-------- Extracted text
I love football and have ever since I was a kid, watching games with my dad and brothers even way back when I was little. But as much as we enjoy seeing passionate plays and big hits, it isn’t worth the long term damage that it’s doing to the players.
Concerns about chronic traumatic encephalopathy (CTE), brain damage caused by repeated blows to the head, have been spreading nationally, leading to a decline in youth football participation.
The national governing body for amateur and youth football leagues, USA Football, determined that participation in youth football dropped roughly 30% from 2010 to 2015.
If this trend continues there will be very few players interested in the National Football League (NFL), and the college crop won’t be the best-of-the-best, they’ll just be what’s left. An NFL like that probably won’t be one worth watching.
The football community has to find a way to decrease head injuries and limit exposure to concussions or risk having football fade away.
A good start would be to eliminate full contact from football in youth leagues. The long term damage caused by contact among children isn’t fully understood, but concerns about it have already decreased the number of children participating in youth leagues.
Parents aren’t wrong to be concerned about the danger youth football can pose to their children. A study published in the Annals of Biomedical Engineering that was conducted on youth football players had troubling results regarding the severity of blows these kids receive to their heads.
----------------
__Exercise A__:
Repeat from the football opinion piece the part that opens with the words containing "I love football" and closes with "to the players.".
__Exercise B__:
Give what follows the last sentence of the football opinion piece, continuing it from where it stops.
-------- Data under study
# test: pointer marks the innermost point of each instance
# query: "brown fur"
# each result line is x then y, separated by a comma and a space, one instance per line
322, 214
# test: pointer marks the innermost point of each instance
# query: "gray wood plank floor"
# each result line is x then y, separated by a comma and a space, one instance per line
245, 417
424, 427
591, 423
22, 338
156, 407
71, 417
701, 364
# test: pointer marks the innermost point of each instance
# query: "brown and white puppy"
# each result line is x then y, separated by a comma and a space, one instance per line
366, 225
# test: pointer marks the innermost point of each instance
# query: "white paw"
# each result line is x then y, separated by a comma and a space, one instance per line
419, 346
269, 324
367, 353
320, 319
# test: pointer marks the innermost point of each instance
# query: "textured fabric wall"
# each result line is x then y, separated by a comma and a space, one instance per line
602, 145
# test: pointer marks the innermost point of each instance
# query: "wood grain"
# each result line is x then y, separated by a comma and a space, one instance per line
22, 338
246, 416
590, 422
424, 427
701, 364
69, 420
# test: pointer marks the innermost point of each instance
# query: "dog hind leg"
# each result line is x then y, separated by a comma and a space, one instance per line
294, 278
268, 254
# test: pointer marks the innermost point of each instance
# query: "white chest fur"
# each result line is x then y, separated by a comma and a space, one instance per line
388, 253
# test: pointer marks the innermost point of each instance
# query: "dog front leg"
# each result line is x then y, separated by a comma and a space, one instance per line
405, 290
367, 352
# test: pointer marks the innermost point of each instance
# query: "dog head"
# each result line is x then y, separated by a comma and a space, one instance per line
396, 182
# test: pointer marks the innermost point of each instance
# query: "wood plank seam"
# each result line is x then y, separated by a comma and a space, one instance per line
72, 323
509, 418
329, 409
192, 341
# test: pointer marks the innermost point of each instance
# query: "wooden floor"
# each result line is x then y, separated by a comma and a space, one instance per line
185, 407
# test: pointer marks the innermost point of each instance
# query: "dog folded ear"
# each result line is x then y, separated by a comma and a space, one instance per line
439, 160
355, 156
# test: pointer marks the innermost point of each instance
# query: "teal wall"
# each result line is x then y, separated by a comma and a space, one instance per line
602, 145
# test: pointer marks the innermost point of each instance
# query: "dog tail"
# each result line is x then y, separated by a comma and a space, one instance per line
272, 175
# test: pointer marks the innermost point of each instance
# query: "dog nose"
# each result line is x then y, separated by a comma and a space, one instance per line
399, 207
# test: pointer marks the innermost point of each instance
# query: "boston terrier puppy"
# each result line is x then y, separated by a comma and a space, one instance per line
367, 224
----------------
__Response A__:
I love football and have ever since I was a kid, watching games with my dad and brothers even way back when I was little. But as much as we enjoy seeing passionate plays and big hits, it isn’t worth the long term damage that it’s doing to the players.

__Response B__:
Researchers focused on youth league players aged from 7 to 8 years old, monitoring impacts using equipment placed inside player helmets during each game and practice for an entire season.
A total of 748 impacts were collected from the players during the season, with an average of 107 impacts per player. The measured impacts ranged from 10 g to 100 g, with the concussion range being anything over 80 g. The majority of these high level impacts occurred during practices, with 29 of the 38 impacts above 40 g occurring in practices.
“In order to minimize these most severe head impacts,” the authors wrote, “youth football practices should be modified to eliminate high impact drills.”
Purdue University conducted a similar study also using equipment mounted in helmets, this time in high school players. In that study researchers measured players cognitive abilities before and after games and practice and found that the players with the most impaired skills were not from the group that had experienced concussions, but from the group which had experienced a large number of sub concussive hits, mostly in the 40 to 80 g range.
Repeated head injury, even on a sub concussive level, can still cause serious damage.
Even among high-school-aged athletes, concern about head injuries have been increasing.
In October 2010, 17-year-old Nathan Stiles died hours after having seizures on the sidelines during a high school football game where he took a hit to the head that would be the final straw in a series of of both concussive and sub-concussive blows.
Stiles was diagnosed with CTE, making him the youngest reported CTE case to date.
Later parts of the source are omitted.